>> begin Extracted entries

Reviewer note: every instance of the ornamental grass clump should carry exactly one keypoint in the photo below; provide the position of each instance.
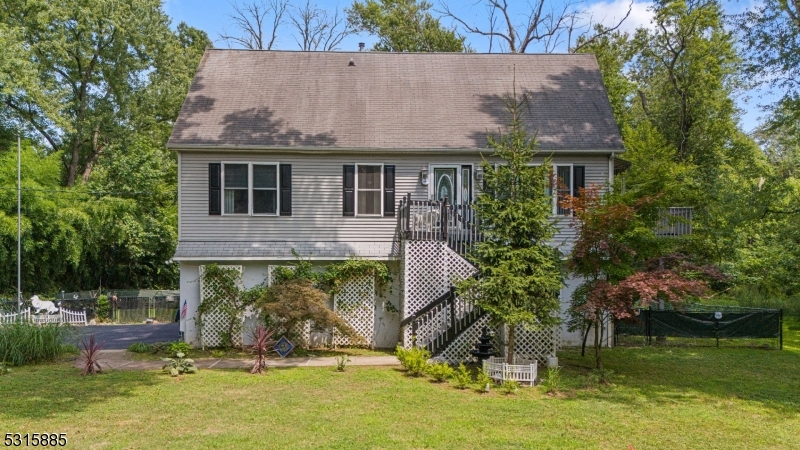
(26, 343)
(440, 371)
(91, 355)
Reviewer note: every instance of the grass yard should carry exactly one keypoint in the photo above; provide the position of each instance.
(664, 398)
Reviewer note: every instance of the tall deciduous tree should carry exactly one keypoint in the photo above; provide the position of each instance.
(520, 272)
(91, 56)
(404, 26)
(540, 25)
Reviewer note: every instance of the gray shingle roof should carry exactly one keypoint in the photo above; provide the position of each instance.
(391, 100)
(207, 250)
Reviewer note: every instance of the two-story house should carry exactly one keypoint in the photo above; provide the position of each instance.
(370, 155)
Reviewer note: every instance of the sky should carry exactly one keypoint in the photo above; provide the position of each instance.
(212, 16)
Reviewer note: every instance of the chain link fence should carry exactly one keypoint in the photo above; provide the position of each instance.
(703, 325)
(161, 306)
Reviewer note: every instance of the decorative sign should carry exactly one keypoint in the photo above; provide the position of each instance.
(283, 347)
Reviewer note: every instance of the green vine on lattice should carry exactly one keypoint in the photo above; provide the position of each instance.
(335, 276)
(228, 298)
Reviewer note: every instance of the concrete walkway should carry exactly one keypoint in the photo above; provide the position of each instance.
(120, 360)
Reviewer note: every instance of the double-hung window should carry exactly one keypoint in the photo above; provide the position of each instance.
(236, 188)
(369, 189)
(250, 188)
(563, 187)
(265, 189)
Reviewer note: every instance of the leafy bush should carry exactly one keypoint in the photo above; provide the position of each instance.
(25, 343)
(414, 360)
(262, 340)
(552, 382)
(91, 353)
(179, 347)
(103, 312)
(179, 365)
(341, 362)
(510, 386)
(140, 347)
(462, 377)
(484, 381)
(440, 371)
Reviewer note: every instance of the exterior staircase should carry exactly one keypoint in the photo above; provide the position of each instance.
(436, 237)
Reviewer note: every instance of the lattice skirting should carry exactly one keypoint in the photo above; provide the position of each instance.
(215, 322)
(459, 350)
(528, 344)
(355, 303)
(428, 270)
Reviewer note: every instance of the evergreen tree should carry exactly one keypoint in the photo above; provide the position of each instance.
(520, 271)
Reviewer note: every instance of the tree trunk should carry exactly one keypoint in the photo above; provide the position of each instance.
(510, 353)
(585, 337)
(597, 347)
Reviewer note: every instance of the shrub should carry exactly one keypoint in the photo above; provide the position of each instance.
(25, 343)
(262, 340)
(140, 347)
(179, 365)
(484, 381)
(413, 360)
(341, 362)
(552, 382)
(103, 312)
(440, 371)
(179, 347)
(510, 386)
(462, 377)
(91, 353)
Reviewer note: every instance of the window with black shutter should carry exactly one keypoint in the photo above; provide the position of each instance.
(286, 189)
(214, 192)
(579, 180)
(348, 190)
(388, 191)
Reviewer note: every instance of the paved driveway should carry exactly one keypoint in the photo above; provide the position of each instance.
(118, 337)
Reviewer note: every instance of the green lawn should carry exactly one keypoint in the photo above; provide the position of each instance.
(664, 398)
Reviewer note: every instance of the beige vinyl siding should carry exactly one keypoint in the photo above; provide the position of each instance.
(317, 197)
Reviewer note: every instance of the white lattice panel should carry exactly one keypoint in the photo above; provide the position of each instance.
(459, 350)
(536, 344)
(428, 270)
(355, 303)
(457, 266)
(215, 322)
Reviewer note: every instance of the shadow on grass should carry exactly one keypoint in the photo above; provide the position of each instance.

>> end Extracted entries
>> begin Extracted entries

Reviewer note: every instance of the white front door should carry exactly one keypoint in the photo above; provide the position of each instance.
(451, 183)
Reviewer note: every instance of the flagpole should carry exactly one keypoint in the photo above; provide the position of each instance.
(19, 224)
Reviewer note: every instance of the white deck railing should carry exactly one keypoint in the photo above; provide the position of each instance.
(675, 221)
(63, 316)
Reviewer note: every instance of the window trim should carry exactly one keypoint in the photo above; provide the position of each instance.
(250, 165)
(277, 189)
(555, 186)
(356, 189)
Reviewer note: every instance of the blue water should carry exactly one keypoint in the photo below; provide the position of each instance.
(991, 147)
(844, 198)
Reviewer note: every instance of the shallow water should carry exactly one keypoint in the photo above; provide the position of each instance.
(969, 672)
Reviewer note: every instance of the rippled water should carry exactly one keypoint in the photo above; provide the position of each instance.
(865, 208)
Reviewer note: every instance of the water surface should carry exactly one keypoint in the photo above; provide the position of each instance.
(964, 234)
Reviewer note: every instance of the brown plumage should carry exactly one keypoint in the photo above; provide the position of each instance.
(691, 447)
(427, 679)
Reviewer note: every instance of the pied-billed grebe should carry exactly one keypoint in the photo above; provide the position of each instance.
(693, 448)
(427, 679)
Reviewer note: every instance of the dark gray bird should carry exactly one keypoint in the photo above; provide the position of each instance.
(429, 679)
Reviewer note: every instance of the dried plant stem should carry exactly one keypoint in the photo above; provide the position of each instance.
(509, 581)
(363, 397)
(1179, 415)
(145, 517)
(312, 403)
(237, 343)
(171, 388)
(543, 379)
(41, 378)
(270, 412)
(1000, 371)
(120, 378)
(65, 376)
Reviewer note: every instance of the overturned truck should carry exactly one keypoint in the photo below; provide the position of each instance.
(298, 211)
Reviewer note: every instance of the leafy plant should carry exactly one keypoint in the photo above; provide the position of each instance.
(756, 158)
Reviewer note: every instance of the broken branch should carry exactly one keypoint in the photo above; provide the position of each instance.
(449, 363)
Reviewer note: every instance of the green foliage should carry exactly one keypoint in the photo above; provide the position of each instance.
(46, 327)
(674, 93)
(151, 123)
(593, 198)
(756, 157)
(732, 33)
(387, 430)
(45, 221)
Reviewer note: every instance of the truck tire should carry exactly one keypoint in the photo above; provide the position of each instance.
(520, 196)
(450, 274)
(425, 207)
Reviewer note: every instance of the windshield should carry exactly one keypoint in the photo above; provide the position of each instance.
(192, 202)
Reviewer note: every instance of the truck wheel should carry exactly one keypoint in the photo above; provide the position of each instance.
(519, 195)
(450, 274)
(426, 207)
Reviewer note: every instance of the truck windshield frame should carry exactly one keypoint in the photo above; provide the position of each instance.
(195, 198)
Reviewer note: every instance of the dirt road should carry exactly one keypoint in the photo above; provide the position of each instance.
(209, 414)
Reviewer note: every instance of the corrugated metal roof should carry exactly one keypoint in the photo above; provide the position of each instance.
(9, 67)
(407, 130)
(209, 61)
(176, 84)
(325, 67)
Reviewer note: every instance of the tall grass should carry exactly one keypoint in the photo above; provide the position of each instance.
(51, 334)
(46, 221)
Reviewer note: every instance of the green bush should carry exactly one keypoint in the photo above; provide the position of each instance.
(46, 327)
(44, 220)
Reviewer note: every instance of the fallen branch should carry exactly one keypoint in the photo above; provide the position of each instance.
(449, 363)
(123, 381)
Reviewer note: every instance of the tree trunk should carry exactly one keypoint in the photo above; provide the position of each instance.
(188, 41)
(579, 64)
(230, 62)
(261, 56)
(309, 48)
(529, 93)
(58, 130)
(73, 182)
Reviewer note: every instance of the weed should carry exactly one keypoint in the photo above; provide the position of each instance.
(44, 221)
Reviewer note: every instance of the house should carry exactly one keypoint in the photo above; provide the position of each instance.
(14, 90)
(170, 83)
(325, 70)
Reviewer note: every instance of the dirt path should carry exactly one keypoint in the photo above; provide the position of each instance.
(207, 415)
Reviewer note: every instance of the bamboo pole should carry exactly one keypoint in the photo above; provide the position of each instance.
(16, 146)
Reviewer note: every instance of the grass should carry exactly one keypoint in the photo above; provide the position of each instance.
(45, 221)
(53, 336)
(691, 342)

>> end Extracted entries
>> begin Extracted entries

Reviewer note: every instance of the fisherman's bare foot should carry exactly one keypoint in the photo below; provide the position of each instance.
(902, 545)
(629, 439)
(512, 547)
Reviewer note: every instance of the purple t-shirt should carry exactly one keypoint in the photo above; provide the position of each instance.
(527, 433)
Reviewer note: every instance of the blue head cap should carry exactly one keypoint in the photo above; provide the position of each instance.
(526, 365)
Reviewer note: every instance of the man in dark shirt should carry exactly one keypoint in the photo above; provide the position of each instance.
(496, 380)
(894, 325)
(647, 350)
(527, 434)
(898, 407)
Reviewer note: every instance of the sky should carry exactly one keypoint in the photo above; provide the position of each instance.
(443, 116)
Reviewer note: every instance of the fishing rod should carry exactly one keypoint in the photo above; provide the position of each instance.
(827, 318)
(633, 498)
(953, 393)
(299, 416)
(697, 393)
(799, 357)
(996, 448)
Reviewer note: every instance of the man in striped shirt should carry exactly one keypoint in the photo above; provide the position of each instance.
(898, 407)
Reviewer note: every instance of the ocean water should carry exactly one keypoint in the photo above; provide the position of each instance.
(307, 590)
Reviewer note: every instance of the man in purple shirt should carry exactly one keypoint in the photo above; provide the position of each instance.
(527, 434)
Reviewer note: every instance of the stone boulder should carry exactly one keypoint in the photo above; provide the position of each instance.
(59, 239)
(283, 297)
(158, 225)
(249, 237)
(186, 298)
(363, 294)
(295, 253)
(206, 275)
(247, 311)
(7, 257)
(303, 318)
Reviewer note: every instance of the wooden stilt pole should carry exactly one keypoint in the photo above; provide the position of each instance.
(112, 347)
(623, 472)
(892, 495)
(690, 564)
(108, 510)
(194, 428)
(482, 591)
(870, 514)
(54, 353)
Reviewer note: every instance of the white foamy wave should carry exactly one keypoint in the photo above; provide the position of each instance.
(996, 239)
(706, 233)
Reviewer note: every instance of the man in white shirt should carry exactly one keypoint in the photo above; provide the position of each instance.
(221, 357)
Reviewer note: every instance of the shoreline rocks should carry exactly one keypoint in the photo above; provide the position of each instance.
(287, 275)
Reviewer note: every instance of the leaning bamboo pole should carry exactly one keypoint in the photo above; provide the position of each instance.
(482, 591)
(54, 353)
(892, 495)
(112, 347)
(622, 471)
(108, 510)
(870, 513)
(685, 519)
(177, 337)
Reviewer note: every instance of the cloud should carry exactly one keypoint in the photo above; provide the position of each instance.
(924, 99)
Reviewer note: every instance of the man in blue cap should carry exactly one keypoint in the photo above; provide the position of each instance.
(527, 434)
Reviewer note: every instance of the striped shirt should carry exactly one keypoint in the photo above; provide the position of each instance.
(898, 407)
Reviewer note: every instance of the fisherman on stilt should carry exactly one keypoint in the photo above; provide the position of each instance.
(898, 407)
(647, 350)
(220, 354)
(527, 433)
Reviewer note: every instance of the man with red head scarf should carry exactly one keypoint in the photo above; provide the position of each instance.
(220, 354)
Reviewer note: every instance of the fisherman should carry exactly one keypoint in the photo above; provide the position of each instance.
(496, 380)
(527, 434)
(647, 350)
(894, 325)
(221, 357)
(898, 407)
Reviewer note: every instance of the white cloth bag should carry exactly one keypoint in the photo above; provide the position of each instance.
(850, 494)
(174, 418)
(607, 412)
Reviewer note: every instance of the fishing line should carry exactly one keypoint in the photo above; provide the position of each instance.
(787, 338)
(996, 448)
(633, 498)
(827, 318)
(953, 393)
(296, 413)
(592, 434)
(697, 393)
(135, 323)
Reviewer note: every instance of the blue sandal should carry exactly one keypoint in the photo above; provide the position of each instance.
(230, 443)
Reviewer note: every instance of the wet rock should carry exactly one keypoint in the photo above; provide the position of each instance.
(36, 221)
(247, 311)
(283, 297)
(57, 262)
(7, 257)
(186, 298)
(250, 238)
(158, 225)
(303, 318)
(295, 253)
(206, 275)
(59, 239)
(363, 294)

>> end Extracted entries

### What is required
How many lines of the data above contain the string "leafy", matching case exactly? Give only the number.

### Solved exercise
2